Die R9 270X ist die bessere Karte, aber halt etwa teurer Wobei die für Deine CPU an sich schon viel zu viel ist, was aber auch bei der 7870 der Fall wäre 

Netzteil: die Tabelle zeigt die Werte für eine ganze Modell-REIHE - du müsstest da irgendwo am Netzeil sehen/rausfinden, welche Version des Netzteiles das ist, also wie viel Watt. Hat es denn solche Stecker für PCIe => http://extreme.pcgameshardware.de/a...6-und-8-pin-anschliessbar-pcie-connectors.jpg  ?

An sich müsste Dir aber schon eine AMD 7770 (90€ ) locker reichen, schon die ist mindesten 5-6 mal schneller als eine 5450. 


Diese Streben beim Board ist ein Kühlkörper - an sich müsste die Karte da drüberpassen, Stell Dir mal vor, Deine aktuelle Karte wäre weiter "unten" - würden die Karte dann über die Kühlerstreben passen, oder würde deren silberfarbender Kühler den Mainboard-Kühler im Wege stehen? Du meinst was von "Zetteldünn"  - bei ner modernen Karte wäre da vermutlich dann das Kühler-Gehäuse "im Weg", wenn überhaupt, und das wäre nicht schlimm, wenn sich das und die Mainboard-Kühlerrippen berühren. Vlt fass diese Kühlerrippen mal an, wenn der PC wirklich grad hart am arbeiten ist - sind die sehr heiß?

[Einträge aus einem Datensatz]
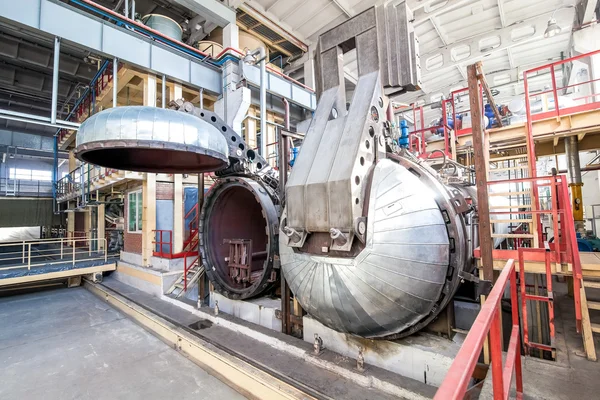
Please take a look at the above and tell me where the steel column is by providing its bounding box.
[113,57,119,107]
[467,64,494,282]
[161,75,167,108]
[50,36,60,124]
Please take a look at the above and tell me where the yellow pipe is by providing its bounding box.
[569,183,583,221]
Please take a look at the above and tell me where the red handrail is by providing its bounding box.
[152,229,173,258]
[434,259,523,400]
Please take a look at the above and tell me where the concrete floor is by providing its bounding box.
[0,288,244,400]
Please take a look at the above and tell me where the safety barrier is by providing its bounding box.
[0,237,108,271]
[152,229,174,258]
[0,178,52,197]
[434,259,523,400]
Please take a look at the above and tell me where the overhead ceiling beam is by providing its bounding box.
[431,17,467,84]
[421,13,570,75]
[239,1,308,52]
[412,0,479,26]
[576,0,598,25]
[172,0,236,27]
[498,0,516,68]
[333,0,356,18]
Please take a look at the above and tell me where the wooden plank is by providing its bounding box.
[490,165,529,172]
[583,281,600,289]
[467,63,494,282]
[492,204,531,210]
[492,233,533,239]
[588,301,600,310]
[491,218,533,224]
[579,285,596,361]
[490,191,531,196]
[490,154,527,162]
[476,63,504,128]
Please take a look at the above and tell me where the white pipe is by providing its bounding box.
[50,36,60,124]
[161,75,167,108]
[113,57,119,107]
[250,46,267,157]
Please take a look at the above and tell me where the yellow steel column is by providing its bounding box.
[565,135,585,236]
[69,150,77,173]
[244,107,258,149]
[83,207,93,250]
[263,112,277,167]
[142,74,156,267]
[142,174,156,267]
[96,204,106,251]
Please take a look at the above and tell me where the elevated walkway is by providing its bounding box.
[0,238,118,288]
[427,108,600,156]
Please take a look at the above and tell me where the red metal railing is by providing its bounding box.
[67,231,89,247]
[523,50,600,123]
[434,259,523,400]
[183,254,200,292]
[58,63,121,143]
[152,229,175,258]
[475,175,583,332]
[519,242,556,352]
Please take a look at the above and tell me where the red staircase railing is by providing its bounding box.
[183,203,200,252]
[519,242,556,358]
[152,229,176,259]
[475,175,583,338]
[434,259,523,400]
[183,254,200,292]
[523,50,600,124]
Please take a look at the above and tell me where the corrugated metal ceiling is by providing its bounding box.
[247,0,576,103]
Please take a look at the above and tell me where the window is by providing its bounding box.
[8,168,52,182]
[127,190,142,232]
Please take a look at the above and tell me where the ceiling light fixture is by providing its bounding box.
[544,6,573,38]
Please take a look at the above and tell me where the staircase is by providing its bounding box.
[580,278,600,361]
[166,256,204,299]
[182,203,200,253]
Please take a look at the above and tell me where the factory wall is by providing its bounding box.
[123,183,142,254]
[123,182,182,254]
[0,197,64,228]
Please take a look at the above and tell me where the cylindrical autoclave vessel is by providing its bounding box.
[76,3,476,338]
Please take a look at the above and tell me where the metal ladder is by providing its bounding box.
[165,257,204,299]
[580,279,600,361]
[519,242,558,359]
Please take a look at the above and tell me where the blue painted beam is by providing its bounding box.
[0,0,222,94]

• _Ziel A_: Wie viel schneller als eine 5450 ist eine AMD 7770 laut dem Forenbeitrag?
• _Ziel B_: Zitiere aus dem Forenbeitrag alles von „Netzteil: die Tabelle“ bis hinunter zu „als eine 5450.“.

• _Richtige Antwort A_: Mindestens fünf- bis sechsmal schneller.

• _Richtige Antwort B_:
Netzteil: die Tabelle zeigt die Werte für eine ganze Modell-REIHE - du müsstest da irgendwo am Netzeil sehen/rausfinden, welche Version des Netzteiles das ist, also wie viel Watt. Hat es denn solche Stecker für PCIe => http://extreme.pcgameshardware.de/a...6-und-8-pin-anschliessbar-pcie-connectors.jpg  ?

An sich müsste Dir aber schon eine AMD 7770 (90€ ) locker reichen, schon die ist mindesten 5-6 mal schneller als eine 5450.